STATED GOAL A: Decide whether each statement agrees with the history of The Coquette's editions below. Answer yes or no, and quote the deciding words of the text. (i) Larkin brought out a second edition in 1802. (ii) Mrs. Foster's name was printed on the title page of the first edition. (iii) The third edition was issued in Newburyport.

TEXT TO READ:
● ● ● ●

A bookseller's advertisement in Thomas Massachusetts Spy of Worcester for September 20, 1797, commended The Coquette as "A new Novel, founded on fact. This work was written by a Lady near Boston, and is much admired." Proposals for the publication by subscription of Mrs. Foster The Boarding School, "By a lady of Massachusetts, author of The Coquette," appeared in the Columbian Centinel for September 6, 1797. On July 11, 1798, a copyright of The Coquette was issued to Larkin, as proprietor, by the 143d Massachusetts District.
Although The Coquette yielded in popular favor to only one other "female novel" printed in America in the last decade of the century, Larkin did not hazard a second edition until 1802. Its appearance was noticed under the caption of "Literary Intelligence" in the Boston Weekly Magazine for January 29, 1803: "The 'Coquette, or the History of Eliza Wharton,' a novel founded on fact, by a lady of Massachusetts, is just published, and for sale by E. Larkin, Cornhill--the rapid sale of the first edition, is a proof of its estimation by the moral, instructive and entertaining reader." Shortly before the publication of this new edition, a dramatization by J. Horatius Nichols entitled The New England Coquette was issued by N. Coverly of Salem. Despite this evidence of public interest in the story, Larkin's second edition seems to have satisfied the demand for eight years. A third edition was published in 1811 by Thomas & Whipple, Newburyport.
The Coquette enjoyed its greatest vogue between 1824 and 1828, when the novel was reprinted eight times. It was probably to this period that a reviewer in Putnam 's referred when he wrote in April, 1855, that Mrs. Foster's story had "attracted, perhaps, almost as much attention as that of the Waverley Novels." The tenth and eleventh editions bear the imprint of Abel Brown of Exeter in 1828. J. P. Clusman issued the twelfth edition in New York in 1831. A spurious "30th ed.," probably a misprint for the thirteenth, was published by Charles Gaylord of Boston in 1833 and reprinted in 1840. The edition of W. P. Fetridge & Company of Boston in 1855 included an "Historical Preface, and a Memoir of the Author," by Jane E. Locke. T. B. Peterson & Brothers of Philadelphia, whose cheap reprints of popular novels catered to the delight of a vast underworld of fiction readers, found it profitable in 1866 to add The Coquette to their list of titles in the widely distributed "Dollar Series." Mrs. Foster's name appeared upon the title page of her novel for the first time in this edition. The present facsimile reprint is the first printing since 1874.
Copies of the first edition have been located in the Library of Congress, the Henry E. Huntington Library and Art Gallery, the New York Public Library, and the libraries of the University of Chicago and of Yale. The Huntington copy is in contemporary sheepskin, rebacked. A red morocco label with title Coquette stamped in gold within a double gilt rule, is on the spine. The Library of Congress copy has an unusual contemporary binding in full morocco stretched over pasteboard; the leather has been stained black or a very dark green. The title is stamped in gold within an ornamental doublerule box; five gold dotted rules are stamped on the spine over the bands. The Chicago, New York, and Yale copies have been rebound. The page measurements of the Yale copy are 6 5 /16 × 4 inches; it is this copy which, except for certain defective pages, has been used in this facsimile reproduction. Pages 6, 9, 10, 21, 22, 35, 231, and 249 are reproduced from the copy in the New York Public Library.

● ● ● ●

DATA EXTRACT:
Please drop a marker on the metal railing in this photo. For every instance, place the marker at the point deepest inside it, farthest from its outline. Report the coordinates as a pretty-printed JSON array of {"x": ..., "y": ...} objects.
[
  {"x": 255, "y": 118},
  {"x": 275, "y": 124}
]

● ● ● ●

STATED GOAL B: Return every line of the records verbatim, including the instruction and each line of the coordinate list.

COMPLETE OUTPUT A:
(i) Yes: "Larkin did not hazard a second edition until 1802."
(ii) No: "Mrs. Foster's name appeared upon the title page of her novel for the first time in this edition."
(iii) Yes: "A third edition was published in 1811 by Thomas & Whipple, Newburyport."

COMPLETE OUTPUT B:
Please drop a marker on the metal railing in this photo. For every instance, place the marker at the point deepest inside it, farthest from its outline. Report the coordinates as a pretty-printed JSON array of {"x": ..., "y": ...} objects.
[
  {"x": 255, "y": 118},
  {"x": 275, "y": 124}
]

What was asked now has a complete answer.